• PROVIDED INFORMATION
>> BEGIN

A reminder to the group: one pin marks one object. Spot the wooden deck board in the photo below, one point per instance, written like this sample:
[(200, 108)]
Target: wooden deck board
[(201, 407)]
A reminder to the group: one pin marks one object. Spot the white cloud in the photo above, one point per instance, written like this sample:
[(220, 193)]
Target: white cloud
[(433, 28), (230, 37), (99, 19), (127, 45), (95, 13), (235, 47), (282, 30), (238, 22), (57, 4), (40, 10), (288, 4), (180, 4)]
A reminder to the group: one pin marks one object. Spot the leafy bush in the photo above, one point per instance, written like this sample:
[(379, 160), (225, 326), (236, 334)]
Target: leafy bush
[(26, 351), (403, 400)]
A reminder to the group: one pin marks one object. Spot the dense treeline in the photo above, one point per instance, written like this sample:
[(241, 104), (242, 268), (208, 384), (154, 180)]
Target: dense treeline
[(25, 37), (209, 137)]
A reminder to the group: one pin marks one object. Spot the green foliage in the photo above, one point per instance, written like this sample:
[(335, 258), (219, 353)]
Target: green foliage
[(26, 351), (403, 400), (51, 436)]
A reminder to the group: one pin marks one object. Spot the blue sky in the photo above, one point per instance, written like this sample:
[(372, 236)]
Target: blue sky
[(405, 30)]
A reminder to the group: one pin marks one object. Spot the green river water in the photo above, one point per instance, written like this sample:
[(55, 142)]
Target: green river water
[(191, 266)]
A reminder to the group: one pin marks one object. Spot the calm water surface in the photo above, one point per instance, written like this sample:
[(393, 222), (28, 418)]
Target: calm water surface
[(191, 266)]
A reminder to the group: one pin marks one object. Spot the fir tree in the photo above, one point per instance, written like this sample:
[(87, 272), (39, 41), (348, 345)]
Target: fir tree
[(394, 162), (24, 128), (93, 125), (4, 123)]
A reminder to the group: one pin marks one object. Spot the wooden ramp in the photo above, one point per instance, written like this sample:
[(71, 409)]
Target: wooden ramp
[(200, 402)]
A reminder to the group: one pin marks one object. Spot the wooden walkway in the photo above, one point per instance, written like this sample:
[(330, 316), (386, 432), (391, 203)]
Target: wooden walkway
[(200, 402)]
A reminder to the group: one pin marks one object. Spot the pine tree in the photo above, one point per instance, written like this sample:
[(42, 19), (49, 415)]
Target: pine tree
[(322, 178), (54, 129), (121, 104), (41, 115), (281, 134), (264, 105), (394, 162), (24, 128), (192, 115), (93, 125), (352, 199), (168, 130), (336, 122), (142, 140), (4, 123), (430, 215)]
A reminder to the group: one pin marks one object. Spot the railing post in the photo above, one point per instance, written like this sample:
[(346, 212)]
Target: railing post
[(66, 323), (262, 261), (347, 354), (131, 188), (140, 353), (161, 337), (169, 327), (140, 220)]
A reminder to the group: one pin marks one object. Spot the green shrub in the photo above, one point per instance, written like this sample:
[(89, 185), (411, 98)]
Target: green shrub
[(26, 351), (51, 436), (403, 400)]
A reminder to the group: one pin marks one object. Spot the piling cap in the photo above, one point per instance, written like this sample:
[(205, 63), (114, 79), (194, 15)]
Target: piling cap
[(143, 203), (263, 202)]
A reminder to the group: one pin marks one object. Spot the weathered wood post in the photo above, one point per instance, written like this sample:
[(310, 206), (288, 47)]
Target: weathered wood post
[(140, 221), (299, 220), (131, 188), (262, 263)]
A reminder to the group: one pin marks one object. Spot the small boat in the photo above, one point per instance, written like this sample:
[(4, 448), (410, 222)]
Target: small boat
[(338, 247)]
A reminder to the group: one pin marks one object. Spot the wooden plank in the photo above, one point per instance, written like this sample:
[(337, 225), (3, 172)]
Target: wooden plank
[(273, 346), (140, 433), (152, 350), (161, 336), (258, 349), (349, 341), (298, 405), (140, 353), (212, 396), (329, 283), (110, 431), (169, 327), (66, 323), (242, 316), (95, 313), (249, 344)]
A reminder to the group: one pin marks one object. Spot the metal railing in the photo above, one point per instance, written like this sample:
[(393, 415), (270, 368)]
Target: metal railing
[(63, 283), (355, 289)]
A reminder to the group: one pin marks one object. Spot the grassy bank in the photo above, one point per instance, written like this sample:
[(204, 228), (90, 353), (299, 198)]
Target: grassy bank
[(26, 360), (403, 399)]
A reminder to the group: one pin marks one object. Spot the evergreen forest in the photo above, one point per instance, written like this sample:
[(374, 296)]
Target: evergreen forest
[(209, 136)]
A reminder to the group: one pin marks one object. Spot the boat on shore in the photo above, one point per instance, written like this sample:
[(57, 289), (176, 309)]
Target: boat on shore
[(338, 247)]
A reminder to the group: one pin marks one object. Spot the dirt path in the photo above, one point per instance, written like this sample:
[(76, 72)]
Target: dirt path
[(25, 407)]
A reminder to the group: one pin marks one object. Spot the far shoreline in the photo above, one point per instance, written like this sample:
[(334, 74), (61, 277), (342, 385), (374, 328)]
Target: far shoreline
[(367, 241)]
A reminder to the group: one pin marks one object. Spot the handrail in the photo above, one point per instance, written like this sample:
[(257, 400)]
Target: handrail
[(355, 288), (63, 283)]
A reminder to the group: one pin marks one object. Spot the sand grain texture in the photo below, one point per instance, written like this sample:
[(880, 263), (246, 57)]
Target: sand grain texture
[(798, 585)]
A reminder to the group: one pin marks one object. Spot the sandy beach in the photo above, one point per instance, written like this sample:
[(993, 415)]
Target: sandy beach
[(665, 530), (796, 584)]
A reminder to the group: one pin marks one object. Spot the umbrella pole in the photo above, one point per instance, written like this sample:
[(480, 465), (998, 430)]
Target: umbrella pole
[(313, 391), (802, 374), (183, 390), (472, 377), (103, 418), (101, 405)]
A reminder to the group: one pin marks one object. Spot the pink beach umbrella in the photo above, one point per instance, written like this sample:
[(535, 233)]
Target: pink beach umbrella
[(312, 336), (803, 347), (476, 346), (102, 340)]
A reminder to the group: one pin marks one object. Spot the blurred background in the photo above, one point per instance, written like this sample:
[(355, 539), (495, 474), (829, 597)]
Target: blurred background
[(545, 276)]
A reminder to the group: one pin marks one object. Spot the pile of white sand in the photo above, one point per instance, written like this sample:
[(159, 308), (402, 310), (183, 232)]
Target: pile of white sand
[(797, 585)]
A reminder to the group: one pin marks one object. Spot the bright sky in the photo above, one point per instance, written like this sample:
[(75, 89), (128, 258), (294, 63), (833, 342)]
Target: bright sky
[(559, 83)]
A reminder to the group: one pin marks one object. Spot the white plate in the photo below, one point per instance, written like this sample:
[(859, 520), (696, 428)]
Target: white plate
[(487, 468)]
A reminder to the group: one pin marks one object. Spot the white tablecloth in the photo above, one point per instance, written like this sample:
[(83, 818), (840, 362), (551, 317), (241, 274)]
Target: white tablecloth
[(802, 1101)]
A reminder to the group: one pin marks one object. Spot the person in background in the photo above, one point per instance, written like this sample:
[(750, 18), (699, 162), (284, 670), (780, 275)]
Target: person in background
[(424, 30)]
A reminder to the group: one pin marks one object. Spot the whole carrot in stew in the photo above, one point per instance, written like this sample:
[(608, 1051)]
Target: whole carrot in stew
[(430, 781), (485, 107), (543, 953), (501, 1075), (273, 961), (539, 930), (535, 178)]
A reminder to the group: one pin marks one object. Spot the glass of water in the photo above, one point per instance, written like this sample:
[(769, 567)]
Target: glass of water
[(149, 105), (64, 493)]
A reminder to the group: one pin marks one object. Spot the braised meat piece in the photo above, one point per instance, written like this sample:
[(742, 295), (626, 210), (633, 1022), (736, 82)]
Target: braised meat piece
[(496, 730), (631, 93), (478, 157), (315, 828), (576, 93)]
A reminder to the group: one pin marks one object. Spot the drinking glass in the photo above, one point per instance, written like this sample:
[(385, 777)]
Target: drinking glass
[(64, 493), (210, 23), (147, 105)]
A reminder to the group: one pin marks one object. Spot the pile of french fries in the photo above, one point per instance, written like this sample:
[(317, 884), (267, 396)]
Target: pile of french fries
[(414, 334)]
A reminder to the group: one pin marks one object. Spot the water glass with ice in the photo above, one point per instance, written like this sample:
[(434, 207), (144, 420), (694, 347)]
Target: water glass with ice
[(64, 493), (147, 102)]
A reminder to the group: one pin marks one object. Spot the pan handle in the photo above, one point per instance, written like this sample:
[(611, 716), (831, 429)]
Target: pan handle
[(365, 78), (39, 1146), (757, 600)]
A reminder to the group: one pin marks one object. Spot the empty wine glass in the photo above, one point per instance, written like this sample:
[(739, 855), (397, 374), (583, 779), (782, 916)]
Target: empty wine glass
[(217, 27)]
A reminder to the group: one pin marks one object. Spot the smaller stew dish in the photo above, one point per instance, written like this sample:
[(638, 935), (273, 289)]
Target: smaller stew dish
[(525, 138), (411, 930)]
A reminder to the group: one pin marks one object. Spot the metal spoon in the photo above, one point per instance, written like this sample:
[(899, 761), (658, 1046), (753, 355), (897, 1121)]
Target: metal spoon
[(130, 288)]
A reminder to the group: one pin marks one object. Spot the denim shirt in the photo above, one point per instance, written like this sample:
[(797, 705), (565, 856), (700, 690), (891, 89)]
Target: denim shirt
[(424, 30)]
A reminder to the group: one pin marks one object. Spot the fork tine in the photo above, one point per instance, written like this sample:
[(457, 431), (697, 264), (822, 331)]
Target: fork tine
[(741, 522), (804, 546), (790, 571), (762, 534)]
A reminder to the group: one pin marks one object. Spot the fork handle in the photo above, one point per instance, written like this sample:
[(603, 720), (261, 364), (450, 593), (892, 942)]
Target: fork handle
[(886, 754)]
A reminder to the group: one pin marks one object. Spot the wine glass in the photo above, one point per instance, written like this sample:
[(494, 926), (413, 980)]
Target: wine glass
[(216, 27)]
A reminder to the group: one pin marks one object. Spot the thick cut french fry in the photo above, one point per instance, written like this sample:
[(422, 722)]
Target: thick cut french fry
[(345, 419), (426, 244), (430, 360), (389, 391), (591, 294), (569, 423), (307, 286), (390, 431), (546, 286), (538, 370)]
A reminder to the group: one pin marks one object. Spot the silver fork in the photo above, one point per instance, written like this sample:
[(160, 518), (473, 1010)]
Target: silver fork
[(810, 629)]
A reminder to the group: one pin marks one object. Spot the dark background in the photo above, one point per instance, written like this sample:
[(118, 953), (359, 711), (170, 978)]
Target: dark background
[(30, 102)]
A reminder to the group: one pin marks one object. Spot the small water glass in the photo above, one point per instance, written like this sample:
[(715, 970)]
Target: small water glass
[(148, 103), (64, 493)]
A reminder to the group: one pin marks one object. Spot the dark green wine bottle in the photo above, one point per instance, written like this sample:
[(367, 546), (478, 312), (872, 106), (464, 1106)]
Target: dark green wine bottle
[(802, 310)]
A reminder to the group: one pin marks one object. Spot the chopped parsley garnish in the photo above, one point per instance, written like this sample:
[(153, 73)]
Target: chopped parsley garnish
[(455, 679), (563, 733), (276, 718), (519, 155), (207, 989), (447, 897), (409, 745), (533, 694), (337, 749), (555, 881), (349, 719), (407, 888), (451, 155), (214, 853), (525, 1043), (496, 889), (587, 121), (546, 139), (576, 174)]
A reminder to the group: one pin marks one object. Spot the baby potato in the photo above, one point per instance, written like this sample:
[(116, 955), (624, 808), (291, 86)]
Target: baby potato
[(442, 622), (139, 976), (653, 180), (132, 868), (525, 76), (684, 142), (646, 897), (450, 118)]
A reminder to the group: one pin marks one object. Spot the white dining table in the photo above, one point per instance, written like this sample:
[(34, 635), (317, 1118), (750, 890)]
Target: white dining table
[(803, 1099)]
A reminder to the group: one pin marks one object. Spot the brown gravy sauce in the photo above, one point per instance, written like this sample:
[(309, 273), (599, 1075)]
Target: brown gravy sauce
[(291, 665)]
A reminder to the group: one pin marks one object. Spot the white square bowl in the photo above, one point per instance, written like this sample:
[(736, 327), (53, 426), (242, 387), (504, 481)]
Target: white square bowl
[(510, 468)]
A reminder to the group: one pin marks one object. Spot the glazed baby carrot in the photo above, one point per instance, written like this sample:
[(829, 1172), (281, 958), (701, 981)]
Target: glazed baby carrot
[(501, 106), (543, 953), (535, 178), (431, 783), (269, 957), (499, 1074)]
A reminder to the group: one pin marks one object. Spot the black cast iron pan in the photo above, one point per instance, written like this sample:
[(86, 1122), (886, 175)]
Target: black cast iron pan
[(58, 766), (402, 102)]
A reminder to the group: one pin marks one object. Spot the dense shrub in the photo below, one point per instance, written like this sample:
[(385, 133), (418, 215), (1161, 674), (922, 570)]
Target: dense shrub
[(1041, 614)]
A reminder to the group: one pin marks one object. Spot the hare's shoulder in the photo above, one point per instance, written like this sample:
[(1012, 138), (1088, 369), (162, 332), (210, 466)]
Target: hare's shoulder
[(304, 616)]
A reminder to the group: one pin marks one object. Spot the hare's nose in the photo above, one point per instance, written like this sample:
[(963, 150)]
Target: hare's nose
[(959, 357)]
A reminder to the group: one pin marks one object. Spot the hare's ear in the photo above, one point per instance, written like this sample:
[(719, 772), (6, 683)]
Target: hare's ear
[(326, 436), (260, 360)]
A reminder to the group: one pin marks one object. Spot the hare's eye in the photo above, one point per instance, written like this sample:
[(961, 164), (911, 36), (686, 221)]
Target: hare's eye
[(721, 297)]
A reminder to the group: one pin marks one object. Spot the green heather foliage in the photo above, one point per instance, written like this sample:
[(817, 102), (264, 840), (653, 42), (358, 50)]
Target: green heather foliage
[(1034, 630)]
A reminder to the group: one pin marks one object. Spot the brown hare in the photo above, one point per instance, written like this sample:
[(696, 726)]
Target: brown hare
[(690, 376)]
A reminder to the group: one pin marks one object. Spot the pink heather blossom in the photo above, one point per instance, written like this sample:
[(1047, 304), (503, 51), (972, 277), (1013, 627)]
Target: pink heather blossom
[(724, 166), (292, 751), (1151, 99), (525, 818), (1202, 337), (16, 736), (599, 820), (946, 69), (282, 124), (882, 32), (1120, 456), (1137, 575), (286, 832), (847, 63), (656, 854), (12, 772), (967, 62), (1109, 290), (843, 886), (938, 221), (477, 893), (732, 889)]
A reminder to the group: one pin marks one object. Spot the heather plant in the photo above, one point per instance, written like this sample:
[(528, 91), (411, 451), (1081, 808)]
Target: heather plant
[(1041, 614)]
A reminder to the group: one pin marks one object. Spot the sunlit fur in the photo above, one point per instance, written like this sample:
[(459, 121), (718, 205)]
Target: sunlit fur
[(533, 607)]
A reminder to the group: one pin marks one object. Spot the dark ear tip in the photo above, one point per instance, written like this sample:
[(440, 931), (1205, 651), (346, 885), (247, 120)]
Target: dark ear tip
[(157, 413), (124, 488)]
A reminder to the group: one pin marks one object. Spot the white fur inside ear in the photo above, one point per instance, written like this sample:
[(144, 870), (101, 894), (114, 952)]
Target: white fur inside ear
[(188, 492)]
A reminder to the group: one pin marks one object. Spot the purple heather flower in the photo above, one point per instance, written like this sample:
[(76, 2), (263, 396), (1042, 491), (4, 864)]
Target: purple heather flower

>> END

• SHORT TASK
Reproduce the rows above verbatim, everything from the line containing "the hare's shoulder" down to the line containing "[(959, 357)]", both of those lines included.

• FULL SOLUTION
A reminder to the group: one pin marks one object. Spot the hare's shoulder in the photo above, one point per instance, written like this sample:
[(1012, 138), (1088, 369), (162, 332), (210, 466)]
Target: hare's shoulder
[(304, 616)]
A reminder to the group: one pin marks one object. Spot the hare's nose in the photo above, one point per instance, written like this sample:
[(963, 150)]
Target: hare's nose
[(959, 357)]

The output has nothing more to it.